[Records from a dataset]
═══
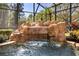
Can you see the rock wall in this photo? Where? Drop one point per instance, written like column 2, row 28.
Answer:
column 56, row 31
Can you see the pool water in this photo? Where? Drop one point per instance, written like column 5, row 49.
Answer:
column 36, row 48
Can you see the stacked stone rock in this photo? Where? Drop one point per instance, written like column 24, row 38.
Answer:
column 55, row 30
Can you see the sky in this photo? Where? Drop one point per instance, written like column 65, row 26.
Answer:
column 29, row 7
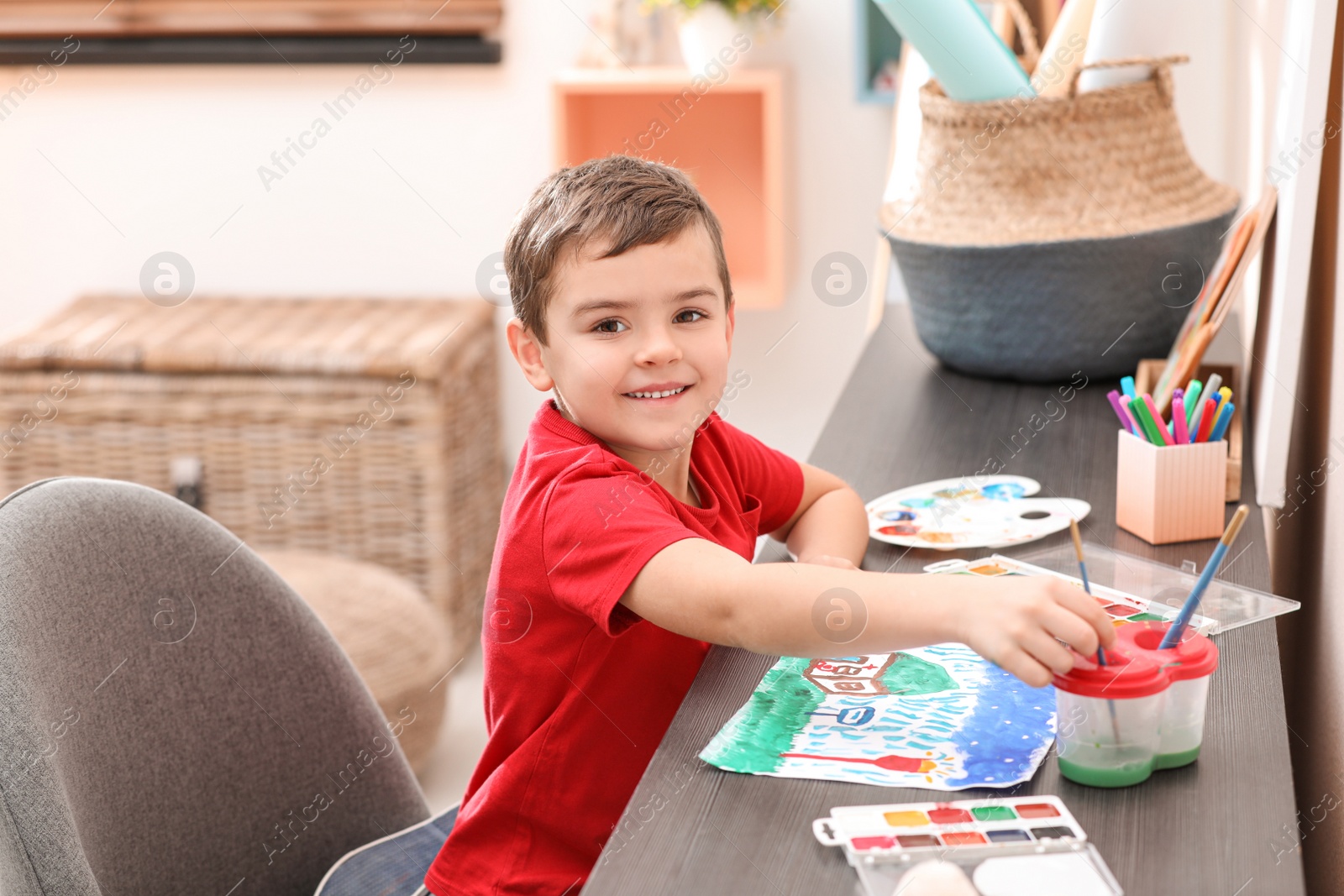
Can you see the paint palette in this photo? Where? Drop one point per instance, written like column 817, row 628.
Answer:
column 1028, row 846
column 1120, row 606
column 969, row 512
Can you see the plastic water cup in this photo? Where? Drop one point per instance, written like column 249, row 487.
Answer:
column 1109, row 719
column 1189, row 665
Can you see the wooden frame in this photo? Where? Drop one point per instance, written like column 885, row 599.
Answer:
column 219, row 18
column 726, row 134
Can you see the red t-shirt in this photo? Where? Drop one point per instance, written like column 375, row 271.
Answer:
column 580, row 689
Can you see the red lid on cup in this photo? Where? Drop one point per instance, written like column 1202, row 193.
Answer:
column 1124, row 678
column 1194, row 658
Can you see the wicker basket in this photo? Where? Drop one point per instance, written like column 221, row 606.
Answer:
column 1052, row 234
column 261, row 392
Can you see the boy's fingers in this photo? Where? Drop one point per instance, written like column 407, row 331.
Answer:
column 1072, row 629
column 1021, row 665
column 1084, row 605
column 1047, row 652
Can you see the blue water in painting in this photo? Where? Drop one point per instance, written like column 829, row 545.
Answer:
column 992, row 738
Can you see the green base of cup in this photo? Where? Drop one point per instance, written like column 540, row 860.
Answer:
column 1112, row 777
column 1176, row 759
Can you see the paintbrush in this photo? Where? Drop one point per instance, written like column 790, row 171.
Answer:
column 1101, row 654
column 1210, row 569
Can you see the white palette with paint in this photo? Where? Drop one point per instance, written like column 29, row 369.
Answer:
column 1012, row 846
column 971, row 512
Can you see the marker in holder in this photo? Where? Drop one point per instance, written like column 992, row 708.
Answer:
column 1097, row 747
column 1171, row 492
column 1189, row 665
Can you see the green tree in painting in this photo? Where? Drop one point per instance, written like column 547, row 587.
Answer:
column 784, row 701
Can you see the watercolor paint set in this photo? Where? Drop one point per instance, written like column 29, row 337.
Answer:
column 1021, row 846
column 969, row 512
column 1119, row 605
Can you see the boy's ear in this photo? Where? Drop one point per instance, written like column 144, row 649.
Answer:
column 528, row 352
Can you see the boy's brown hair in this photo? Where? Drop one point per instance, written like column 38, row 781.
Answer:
column 627, row 201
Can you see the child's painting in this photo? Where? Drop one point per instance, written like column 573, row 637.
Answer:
column 969, row 512
column 940, row 718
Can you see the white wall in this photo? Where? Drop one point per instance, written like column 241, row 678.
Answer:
column 407, row 195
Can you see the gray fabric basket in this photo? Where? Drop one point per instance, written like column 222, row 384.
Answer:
column 1041, row 312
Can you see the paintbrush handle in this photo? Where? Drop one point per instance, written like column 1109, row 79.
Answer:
column 1187, row 610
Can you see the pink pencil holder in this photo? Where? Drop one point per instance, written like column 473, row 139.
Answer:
column 1171, row 492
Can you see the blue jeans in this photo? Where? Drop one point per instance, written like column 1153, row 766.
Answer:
column 393, row 866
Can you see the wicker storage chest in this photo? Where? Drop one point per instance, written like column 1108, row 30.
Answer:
column 367, row 429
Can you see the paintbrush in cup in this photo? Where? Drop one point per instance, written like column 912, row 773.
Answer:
column 1187, row 610
column 1101, row 654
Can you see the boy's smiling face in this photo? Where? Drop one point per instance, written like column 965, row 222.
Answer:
column 638, row 343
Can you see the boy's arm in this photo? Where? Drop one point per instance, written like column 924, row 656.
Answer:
column 830, row 521
column 702, row 590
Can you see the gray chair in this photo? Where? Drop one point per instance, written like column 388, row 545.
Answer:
column 174, row 719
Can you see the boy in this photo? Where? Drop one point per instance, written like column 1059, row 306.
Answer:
column 631, row 521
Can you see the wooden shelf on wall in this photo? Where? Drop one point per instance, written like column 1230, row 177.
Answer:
column 727, row 136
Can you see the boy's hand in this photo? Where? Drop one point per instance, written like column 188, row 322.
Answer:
column 1015, row 622
column 827, row 560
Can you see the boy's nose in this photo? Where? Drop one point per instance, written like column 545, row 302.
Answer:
column 658, row 347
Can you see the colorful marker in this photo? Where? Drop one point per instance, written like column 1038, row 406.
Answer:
column 1120, row 410
column 1187, row 610
column 1206, row 421
column 1193, row 406
column 1162, row 430
column 1211, row 385
column 1182, row 434
column 1225, row 417
column 1137, row 429
column 1140, row 411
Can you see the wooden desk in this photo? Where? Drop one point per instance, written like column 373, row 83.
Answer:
column 1216, row 826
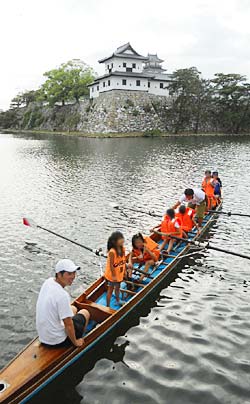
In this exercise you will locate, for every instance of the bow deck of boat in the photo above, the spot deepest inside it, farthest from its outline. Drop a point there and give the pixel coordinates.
(37, 365)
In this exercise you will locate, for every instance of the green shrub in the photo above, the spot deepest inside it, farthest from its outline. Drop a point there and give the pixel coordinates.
(152, 132)
(32, 118)
(147, 108)
(135, 112)
(129, 102)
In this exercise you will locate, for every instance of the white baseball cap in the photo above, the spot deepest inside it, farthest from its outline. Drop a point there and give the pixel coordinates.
(66, 265)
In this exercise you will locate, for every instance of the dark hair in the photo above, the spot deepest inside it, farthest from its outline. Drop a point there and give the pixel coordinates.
(137, 237)
(171, 213)
(182, 209)
(112, 241)
(189, 192)
(61, 272)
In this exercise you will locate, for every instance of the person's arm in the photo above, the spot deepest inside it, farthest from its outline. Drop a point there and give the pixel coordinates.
(70, 331)
(111, 261)
(152, 255)
(155, 228)
(176, 205)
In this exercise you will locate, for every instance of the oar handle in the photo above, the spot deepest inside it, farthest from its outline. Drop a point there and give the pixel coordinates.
(95, 251)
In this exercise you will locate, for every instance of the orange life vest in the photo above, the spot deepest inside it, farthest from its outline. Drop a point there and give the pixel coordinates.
(186, 219)
(168, 226)
(152, 246)
(209, 191)
(119, 266)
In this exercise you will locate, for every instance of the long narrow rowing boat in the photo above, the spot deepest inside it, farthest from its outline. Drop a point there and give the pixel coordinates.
(36, 366)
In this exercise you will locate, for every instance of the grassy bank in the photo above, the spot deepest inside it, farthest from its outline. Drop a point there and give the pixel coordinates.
(114, 135)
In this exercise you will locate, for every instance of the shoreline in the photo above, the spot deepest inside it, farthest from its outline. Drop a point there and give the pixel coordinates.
(115, 134)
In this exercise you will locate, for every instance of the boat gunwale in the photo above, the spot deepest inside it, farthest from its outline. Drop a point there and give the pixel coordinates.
(73, 353)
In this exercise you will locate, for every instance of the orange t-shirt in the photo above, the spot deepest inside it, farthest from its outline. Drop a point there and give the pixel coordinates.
(145, 256)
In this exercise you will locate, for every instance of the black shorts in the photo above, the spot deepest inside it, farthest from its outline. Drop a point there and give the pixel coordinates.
(79, 322)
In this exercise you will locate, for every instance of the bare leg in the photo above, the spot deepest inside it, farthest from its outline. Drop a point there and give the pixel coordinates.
(109, 294)
(117, 293)
(163, 244)
(74, 309)
(200, 220)
(148, 264)
(170, 245)
(86, 314)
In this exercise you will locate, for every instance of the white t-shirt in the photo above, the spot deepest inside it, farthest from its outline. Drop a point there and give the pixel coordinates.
(53, 305)
(199, 196)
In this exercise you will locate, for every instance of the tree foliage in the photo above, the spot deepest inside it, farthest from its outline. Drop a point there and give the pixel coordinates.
(231, 102)
(222, 103)
(68, 82)
(24, 99)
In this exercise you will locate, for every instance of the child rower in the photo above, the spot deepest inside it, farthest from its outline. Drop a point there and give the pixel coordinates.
(207, 186)
(217, 186)
(115, 266)
(186, 217)
(145, 252)
(170, 226)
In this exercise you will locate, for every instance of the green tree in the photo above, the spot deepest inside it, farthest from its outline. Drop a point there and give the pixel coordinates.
(188, 90)
(24, 99)
(68, 82)
(231, 102)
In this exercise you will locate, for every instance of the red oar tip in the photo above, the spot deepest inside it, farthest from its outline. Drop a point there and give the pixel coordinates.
(26, 222)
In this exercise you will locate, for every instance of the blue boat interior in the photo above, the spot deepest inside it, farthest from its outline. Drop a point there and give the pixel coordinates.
(153, 272)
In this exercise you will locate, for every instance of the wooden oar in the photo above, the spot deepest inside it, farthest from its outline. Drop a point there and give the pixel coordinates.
(205, 245)
(31, 223)
(136, 210)
(220, 212)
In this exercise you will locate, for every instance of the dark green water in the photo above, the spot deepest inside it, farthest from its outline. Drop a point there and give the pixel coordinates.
(193, 345)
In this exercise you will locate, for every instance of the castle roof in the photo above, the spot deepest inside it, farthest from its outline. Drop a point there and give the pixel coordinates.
(125, 51)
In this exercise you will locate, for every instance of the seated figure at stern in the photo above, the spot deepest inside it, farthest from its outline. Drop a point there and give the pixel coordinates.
(116, 265)
(58, 323)
(145, 252)
(186, 217)
(170, 226)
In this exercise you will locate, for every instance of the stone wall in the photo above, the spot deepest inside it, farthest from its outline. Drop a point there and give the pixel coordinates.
(123, 111)
(115, 111)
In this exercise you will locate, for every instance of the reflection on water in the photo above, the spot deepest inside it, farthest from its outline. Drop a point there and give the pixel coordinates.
(192, 345)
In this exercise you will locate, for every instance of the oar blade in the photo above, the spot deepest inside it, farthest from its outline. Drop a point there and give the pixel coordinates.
(29, 222)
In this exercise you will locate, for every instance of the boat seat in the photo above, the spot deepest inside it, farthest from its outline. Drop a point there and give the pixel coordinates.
(97, 312)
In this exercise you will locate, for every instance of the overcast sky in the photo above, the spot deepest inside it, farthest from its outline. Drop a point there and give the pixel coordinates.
(213, 35)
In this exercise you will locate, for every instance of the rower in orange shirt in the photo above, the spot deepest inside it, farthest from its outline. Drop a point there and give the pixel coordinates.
(186, 217)
(171, 226)
(145, 251)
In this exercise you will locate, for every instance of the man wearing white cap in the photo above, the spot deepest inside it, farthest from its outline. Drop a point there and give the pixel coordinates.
(58, 323)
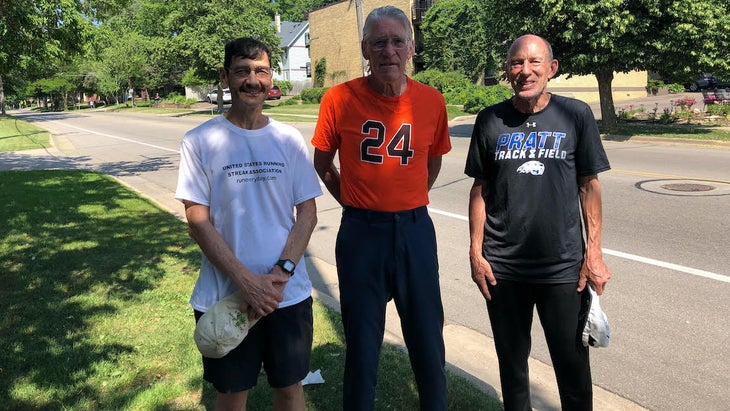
═══
▶ [What to produce]:
Copy every line in the entries above that has the string "basket" in it.

▶ [Response area]:
Can you see the wicker basket in this photo? Where? Drop one point per instance, written like column 221, row 606.
Can you see the gray fabric basket in this photo? Where? Drop one point per instance, written like column 222, row 384.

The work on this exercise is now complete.